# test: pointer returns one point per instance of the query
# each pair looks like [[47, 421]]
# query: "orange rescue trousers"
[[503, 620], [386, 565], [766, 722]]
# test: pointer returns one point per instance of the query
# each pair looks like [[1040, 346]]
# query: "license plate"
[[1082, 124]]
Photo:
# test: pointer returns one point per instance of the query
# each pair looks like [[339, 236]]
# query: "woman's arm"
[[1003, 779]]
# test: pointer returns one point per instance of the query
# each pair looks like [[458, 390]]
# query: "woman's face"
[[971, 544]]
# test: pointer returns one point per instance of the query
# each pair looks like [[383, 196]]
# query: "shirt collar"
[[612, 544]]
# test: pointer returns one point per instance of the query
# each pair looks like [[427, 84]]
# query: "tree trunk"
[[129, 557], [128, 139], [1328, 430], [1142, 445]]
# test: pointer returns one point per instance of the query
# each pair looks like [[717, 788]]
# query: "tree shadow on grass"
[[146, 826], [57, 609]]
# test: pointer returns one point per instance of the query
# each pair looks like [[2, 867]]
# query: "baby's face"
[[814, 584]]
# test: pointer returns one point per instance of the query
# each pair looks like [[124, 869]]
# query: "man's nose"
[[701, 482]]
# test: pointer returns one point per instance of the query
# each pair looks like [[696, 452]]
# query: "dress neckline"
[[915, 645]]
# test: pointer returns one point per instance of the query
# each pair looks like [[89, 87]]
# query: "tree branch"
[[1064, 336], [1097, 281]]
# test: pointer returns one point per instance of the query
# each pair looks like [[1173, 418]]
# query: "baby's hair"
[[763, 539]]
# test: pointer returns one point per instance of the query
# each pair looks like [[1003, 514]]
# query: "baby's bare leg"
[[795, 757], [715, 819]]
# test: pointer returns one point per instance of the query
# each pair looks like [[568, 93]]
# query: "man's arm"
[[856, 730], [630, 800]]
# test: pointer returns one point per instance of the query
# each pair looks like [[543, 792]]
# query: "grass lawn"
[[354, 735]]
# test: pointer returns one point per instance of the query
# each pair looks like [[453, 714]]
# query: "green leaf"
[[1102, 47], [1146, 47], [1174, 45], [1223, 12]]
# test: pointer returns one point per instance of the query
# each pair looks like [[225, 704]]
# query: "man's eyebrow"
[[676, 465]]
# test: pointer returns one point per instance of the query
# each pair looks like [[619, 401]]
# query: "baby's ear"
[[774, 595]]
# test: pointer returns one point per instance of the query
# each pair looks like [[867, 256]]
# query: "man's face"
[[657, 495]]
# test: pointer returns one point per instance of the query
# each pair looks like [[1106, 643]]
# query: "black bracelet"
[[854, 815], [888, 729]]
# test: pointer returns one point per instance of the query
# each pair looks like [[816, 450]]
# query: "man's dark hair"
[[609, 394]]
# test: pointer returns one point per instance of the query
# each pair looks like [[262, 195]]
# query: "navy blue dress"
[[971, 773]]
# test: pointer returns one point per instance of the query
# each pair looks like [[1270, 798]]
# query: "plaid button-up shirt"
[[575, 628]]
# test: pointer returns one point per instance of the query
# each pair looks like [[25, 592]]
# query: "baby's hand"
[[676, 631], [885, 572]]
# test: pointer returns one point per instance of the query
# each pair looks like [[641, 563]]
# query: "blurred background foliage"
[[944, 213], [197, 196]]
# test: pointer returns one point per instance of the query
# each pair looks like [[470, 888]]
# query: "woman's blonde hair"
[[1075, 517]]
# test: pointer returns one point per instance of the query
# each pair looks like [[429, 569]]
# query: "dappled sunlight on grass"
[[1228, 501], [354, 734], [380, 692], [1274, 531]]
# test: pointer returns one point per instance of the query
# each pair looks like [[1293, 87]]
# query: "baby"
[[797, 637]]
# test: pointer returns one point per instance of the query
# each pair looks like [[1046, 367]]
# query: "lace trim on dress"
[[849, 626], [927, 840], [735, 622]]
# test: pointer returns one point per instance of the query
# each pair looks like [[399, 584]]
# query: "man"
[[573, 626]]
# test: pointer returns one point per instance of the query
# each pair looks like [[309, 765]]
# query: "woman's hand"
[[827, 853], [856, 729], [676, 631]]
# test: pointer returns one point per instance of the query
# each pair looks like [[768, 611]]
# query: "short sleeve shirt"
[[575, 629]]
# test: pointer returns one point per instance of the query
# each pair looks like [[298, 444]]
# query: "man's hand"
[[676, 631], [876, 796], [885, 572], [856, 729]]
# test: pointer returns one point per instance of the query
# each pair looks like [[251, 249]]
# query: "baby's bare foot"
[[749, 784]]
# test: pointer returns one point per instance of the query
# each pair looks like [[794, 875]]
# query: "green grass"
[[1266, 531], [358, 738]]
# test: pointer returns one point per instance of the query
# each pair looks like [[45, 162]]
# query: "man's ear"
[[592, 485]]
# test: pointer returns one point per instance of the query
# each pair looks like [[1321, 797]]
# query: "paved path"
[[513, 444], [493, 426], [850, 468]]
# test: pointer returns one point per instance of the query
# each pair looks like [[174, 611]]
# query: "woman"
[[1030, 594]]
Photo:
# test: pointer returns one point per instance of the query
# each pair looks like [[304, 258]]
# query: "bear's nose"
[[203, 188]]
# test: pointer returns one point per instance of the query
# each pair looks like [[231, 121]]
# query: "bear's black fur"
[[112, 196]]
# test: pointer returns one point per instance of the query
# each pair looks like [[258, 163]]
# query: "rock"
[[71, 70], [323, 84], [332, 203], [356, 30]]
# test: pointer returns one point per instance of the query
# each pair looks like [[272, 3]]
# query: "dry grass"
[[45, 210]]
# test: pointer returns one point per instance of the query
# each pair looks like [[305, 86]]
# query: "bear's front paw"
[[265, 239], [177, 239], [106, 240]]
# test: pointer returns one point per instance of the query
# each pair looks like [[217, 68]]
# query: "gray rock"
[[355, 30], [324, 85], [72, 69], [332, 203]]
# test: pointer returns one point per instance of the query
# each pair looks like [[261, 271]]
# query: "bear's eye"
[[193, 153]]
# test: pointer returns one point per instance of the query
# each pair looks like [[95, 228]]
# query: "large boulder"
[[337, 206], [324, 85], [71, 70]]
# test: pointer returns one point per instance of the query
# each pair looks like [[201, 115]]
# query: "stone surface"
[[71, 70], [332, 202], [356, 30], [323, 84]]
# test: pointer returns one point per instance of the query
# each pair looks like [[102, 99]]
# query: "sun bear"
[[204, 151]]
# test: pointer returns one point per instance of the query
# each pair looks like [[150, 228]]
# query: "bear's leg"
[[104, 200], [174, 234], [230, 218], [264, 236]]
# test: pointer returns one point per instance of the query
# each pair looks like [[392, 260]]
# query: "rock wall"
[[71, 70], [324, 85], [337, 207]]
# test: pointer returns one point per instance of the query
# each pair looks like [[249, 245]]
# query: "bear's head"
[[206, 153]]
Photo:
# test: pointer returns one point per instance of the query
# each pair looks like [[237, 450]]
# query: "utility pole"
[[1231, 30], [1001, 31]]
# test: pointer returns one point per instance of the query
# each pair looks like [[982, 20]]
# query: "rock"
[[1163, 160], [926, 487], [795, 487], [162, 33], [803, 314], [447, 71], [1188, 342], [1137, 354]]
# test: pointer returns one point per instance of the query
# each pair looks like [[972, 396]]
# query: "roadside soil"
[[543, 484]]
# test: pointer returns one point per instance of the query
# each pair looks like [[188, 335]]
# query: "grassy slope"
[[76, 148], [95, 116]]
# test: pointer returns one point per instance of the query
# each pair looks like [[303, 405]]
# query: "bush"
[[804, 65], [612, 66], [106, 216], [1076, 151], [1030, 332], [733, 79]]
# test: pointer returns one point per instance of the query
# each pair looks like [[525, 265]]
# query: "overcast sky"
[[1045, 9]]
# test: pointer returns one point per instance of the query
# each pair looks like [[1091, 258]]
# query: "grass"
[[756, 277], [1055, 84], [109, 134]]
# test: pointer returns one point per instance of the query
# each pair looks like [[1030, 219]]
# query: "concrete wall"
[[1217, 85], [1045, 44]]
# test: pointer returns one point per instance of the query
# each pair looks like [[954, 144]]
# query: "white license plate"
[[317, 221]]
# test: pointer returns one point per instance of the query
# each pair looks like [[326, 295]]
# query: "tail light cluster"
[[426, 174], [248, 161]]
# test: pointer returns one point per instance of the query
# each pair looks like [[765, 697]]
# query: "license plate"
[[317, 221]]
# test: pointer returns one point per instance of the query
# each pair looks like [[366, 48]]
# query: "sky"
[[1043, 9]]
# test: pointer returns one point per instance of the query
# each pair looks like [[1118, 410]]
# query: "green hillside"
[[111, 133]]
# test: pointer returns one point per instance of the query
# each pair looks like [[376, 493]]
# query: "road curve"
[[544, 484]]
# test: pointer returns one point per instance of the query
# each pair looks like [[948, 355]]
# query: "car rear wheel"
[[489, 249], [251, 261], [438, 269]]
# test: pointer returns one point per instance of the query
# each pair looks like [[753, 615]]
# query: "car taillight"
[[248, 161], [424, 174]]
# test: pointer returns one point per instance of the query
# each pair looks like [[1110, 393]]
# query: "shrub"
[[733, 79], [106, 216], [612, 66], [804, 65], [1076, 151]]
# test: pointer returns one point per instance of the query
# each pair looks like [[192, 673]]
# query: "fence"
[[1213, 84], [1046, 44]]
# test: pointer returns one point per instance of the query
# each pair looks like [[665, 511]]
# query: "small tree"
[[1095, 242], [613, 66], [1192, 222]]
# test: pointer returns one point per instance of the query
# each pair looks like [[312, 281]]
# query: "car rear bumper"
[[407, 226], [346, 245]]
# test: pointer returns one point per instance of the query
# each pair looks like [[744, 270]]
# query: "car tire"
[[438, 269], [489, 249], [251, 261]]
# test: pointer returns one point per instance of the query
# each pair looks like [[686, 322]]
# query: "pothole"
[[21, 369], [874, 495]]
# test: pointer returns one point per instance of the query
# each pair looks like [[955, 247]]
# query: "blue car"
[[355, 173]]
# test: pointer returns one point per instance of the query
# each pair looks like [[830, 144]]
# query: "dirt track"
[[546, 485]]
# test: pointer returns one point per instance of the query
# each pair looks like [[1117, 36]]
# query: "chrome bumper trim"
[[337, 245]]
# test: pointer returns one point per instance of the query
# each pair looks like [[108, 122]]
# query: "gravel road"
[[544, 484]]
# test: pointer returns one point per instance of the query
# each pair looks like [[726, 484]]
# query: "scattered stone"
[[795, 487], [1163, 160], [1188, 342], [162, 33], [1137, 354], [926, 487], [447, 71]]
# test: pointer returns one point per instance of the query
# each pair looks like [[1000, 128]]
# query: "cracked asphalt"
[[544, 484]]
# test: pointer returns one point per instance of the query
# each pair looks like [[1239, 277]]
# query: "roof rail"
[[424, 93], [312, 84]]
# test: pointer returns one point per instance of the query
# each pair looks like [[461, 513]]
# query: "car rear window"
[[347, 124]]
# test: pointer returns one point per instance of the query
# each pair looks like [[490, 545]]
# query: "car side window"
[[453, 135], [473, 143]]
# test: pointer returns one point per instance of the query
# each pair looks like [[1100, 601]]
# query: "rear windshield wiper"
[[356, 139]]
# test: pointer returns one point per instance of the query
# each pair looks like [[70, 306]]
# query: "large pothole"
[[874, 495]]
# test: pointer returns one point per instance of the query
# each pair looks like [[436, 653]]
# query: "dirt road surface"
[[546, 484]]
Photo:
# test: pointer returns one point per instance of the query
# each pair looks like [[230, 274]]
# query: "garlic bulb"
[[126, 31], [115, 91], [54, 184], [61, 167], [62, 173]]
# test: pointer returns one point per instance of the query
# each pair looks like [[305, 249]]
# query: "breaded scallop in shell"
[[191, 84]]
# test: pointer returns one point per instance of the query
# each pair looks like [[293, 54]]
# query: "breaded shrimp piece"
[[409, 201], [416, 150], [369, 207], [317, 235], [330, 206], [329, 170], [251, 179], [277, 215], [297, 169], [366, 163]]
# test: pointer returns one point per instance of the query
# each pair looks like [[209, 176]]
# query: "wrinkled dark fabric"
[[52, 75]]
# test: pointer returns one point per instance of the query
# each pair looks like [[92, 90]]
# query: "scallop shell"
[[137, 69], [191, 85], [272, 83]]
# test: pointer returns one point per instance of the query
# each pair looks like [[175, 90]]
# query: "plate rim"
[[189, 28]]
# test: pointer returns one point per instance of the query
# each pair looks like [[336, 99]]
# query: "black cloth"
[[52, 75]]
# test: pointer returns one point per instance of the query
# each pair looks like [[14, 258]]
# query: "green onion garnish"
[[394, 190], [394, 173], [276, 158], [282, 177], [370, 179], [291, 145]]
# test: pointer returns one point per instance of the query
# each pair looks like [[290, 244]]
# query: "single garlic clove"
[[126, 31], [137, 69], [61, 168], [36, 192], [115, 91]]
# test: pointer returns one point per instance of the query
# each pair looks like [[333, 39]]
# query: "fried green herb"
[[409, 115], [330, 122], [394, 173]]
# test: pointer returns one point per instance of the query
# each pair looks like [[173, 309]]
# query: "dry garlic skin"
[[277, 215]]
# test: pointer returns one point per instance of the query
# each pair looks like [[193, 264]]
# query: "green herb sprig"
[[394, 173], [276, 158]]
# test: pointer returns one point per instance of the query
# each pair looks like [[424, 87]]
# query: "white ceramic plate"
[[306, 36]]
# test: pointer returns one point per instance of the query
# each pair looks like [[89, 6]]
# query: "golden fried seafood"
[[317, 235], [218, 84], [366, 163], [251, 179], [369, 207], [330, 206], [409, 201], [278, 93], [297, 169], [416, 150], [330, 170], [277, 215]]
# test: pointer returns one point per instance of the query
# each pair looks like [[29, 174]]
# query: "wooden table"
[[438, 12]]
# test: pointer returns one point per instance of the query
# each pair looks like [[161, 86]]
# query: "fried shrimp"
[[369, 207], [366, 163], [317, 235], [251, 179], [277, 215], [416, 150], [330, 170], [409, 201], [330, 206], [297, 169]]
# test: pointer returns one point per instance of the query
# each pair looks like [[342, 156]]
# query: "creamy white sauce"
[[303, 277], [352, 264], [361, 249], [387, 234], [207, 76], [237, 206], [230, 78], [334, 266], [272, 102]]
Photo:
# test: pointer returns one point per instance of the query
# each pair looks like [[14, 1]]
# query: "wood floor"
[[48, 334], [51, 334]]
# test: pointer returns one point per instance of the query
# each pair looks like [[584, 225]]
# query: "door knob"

------------------------------------------------

Rewrite the records from the first line through the line containing "[[1003, 779]]", both included, keeping every line and every request. Multiply each answer's point coordinates by 1.35 and round to whole numbers with halves rounded up, leaving the requests and their sample pairs unchanged.

# test: pointer returns one point per instance of the query
# each pair looks like [[47, 421]]
# query: "orange rescue trousers"
[[679, 837], [521, 763], [1034, 975]]
# test: pointer returns one point per instance of the query
# each pair looks like [[1040, 346]]
# query: "license plate"
[[1461, 167]]
Photo:
# test: pointer returns one point per instance of the query
# each pair looks like [[339, 236]]
# query: "woman's arm"
[[1354, 1052]]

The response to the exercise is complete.